[Start of section]
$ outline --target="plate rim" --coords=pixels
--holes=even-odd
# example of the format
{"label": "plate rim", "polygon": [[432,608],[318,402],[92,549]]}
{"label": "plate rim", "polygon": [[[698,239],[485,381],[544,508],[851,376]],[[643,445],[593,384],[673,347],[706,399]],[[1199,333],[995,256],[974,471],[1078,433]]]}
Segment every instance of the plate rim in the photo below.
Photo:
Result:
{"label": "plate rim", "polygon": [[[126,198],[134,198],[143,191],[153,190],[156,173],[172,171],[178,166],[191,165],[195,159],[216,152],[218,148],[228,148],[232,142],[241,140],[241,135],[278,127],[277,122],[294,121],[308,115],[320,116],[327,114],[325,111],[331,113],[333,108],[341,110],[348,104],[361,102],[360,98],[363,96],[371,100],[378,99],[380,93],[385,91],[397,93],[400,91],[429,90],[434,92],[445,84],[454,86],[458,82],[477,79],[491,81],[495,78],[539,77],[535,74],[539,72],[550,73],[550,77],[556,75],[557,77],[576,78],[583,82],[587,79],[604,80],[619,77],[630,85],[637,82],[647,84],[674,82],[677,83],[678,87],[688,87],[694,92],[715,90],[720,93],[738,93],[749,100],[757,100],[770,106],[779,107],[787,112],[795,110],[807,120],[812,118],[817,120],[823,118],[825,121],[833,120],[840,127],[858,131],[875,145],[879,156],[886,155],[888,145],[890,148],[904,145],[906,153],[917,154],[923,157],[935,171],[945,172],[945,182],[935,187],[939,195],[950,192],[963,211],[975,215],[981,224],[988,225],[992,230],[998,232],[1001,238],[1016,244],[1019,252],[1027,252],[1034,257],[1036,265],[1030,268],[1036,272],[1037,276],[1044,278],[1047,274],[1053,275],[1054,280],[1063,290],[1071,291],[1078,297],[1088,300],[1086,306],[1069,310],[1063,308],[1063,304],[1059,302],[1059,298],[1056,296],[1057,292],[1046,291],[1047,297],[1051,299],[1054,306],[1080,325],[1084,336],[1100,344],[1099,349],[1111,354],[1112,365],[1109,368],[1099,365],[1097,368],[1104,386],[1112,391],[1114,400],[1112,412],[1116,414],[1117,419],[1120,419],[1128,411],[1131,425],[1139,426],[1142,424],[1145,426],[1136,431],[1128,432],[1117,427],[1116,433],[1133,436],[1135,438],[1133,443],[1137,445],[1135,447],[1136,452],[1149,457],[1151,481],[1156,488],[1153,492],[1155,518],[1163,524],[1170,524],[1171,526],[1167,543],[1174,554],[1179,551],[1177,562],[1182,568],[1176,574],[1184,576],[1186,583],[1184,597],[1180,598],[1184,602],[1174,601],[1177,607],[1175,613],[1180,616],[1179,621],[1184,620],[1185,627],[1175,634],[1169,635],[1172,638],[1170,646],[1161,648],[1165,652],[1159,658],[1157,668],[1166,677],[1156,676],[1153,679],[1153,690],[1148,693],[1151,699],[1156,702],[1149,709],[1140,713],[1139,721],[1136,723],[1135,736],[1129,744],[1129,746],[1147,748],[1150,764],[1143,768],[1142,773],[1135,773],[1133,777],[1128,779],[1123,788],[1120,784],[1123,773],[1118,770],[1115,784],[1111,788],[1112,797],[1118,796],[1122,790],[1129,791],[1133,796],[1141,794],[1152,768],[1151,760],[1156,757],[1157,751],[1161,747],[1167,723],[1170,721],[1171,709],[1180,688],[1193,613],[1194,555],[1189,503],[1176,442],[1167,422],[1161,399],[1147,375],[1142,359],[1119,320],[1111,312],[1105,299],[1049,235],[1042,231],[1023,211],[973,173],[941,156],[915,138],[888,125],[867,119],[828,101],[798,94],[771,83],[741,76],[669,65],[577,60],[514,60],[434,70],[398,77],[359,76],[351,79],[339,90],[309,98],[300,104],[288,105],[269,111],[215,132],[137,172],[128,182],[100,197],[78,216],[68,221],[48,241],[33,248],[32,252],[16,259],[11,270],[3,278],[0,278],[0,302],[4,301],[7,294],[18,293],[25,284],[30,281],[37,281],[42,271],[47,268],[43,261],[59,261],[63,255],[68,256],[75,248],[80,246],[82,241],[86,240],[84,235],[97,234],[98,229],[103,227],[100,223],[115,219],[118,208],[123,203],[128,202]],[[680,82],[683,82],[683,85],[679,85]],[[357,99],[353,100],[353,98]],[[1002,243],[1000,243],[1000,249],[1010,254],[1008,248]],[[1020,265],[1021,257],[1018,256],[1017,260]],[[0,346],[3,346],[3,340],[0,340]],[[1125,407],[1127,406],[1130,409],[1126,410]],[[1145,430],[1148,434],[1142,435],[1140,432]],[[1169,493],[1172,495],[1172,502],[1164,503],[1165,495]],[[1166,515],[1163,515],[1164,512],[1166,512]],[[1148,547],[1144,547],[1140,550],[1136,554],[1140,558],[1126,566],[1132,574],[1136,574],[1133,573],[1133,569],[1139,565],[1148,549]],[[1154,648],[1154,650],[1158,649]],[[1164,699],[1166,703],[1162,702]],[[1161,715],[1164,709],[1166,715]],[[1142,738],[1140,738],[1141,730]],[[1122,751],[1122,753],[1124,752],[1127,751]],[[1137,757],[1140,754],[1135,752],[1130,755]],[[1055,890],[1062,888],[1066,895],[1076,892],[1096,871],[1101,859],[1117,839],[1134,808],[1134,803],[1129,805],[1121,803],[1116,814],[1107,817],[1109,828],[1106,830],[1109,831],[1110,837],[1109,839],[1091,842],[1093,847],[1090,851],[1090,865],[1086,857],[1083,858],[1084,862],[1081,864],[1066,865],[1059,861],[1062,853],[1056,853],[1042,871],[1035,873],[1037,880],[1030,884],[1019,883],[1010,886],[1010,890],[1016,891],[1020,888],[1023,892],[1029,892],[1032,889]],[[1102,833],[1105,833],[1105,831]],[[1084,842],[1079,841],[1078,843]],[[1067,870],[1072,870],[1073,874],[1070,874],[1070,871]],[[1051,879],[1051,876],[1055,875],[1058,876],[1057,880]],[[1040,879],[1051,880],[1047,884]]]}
[End of section]
## Exercise objective
Copy out every entry, keeping each line exactly as it is.

## Expected answer
$ outline --target="plate rim" --coords=pixels
--holes=even-odd
# example of the format
{"label": "plate rim", "polygon": [[432,608],[318,402],[92,549]]}
{"label": "plate rim", "polygon": [[[698,239],[485,381],[544,508],[851,376]],[[643,445],[593,384],[673,347],[706,399]],[[1199,333],[995,256],[974,471],[1078,433]]]}
Segment every instance of the plate rim in the photo below.
Photo:
Result:
{"label": "plate rim", "polygon": [[[126,198],[134,198],[143,191],[153,190],[156,173],[172,171],[178,166],[191,165],[195,159],[216,152],[218,148],[228,148],[232,142],[241,140],[241,135],[278,127],[277,122],[294,121],[308,115],[320,116],[327,114],[325,111],[331,113],[333,108],[341,110],[348,104],[361,102],[360,98],[363,96],[371,100],[378,99],[380,93],[385,91],[397,93],[400,91],[429,90],[434,92],[445,84],[454,86],[458,82],[477,79],[491,81],[495,78],[539,77],[535,74],[539,72],[550,73],[550,77],[556,75],[557,77],[576,78],[583,82],[587,79],[604,80],[619,77],[630,85],[637,82],[647,84],[674,82],[677,83],[678,87],[688,87],[694,92],[715,90],[720,93],[738,93],[749,100],[757,100],[770,106],[779,107],[787,112],[795,110],[807,120],[812,118],[817,120],[823,118],[825,121],[833,120],[840,127],[858,131],[875,145],[879,156],[886,155],[888,145],[890,148],[904,145],[906,153],[917,154],[923,157],[935,171],[945,172],[945,182],[935,187],[939,195],[950,192],[963,211],[975,215],[981,224],[988,225],[992,230],[998,232],[1001,238],[1016,244],[1019,252],[1027,252],[1034,257],[1036,265],[1030,268],[1036,272],[1037,276],[1044,278],[1047,274],[1053,275],[1054,280],[1063,290],[1071,291],[1078,297],[1088,300],[1086,306],[1069,310],[1063,308],[1063,304],[1059,302],[1059,298],[1056,296],[1057,292],[1046,291],[1047,297],[1051,299],[1054,306],[1080,325],[1084,336],[1100,344],[1099,349],[1111,354],[1112,365],[1109,368],[1099,365],[1097,368],[1104,386],[1112,391],[1114,400],[1112,412],[1116,414],[1117,419],[1120,419],[1128,411],[1131,425],[1139,426],[1142,424],[1145,426],[1136,431],[1128,432],[1117,427],[1116,433],[1133,436],[1135,438],[1133,443],[1137,445],[1135,447],[1136,452],[1149,457],[1151,481],[1156,488],[1153,492],[1155,518],[1163,524],[1170,524],[1171,526],[1167,543],[1174,554],[1179,551],[1177,562],[1182,568],[1176,574],[1184,576],[1186,583],[1184,597],[1180,598],[1184,602],[1174,601],[1177,607],[1175,613],[1180,616],[1179,621],[1184,620],[1185,627],[1175,634],[1169,635],[1172,638],[1170,646],[1161,648],[1165,652],[1159,658],[1157,668],[1166,677],[1156,676],[1153,679],[1153,690],[1148,693],[1151,699],[1156,702],[1149,709],[1140,713],[1139,721],[1136,723],[1135,736],[1129,744],[1129,746],[1147,748],[1150,764],[1143,768],[1142,773],[1135,773],[1133,777],[1128,779],[1123,788],[1120,784],[1123,773],[1118,770],[1115,784],[1111,788],[1112,797],[1118,796],[1122,790],[1129,791],[1133,796],[1141,794],[1152,768],[1151,760],[1156,757],[1157,751],[1161,747],[1167,723],[1170,721],[1171,709],[1180,688],[1193,613],[1194,555],[1189,503],[1176,442],[1167,422],[1161,399],[1147,375],[1142,359],[1119,320],[1111,312],[1105,299],[1049,235],[1042,231],[1023,211],[973,173],[941,156],[915,138],[888,125],[867,119],[828,101],[798,94],[771,83],[741,76],[669,65],[577,60],[514,60],[434,70],[398,77],[359,76],[351,79],[339,90],[309,98],[300,104],[288,105],[269,111],[215,132],[137,172],[128,182],[100,197],[78,216],[68,221],[48,241],[33,248],[32,252],[16,259],[11,270],[3,278],[0,278],[0,302],[4,301],[7,294],[18,293],[25,284],[30,281],[37,281],[42,271],[47,268],[43,261],[59,261],[63,255],[68,256],[75,248],[80,246],[82,241],[86,240],[84,235],[97,234],[98,229],[103,227],[100,223],[115,219],[118,208],[123,203],[128,202]],[[680,82],[683,82],[683,85],[679,85]],[[357,99],[353,100],[353,98]],[[1002,243],[1000,243],[1000,249],[1010,254],[1008,248]],[[1020,265],[1021,257],[1018,256],[1017,260]],[[0,346],[3,346],[3,340],[0,340]],[[1125,407],[1127,406],[1130,409],[1126,410]],[[1145,430],[1148,434],[1142,435],[1140,432]],[[1169,493],[1172,495],[1172,502],[1164,503],[1165,495]],[[1166,515],[1163,515],[1164,512],[1166,512]],[[1148,547],[1144,547],[1140,550],[1136,554],[1140,558],[1126,566],[1132,574],[1136,574],[1133,573],[1133,569],[1139,565],[1148,549]],[[1154,648],[1154,650],[1158,649]],[[1164,699],[1166,703],[1162,702]],[[1161,715],[1164,709],[1166,715]],[[1142,738],[1140,738],[1141,730]],[[1122,751],[1122,753],[1124,752],[1127,751]],[[1137,757],[1140,754],[1135,752],[1130,755]],[[1055,890],[1062,888],[1066,895],[1076,892],[1096,871],[1101,859],[1117,839],[1134,808],[1134,803],[1129,805],[1121,803],[1116,814],[1107,817],[1109,828],[1106,830],[1109,831],[1110,837],[1109,839],[1091,842],[1093,847],[1090,851],[1090,865],[1086,857],[1083,858],[1084,862],[1081,864],[1066,865],[1059,861],[1062,853],[1056,853],[1042,871],[1035,873],[1037,880],[1030,884],[1019,883],[1010,886],[1010,890],[1016,891],[1020,888],[1023,892],[1029,892],[1032,889]],[[1102,833],[1105,833],[1105,831]],[[1084,842],[1079,841],[1078,843]],[[1067,870],[1072,870],[1073,874],[1070,874],[1070,871]],[[1051,879],[1051,876],[1055,875],[1058,876],[1057,880]],[[1040,879],[1051,880],[1047,884]]]}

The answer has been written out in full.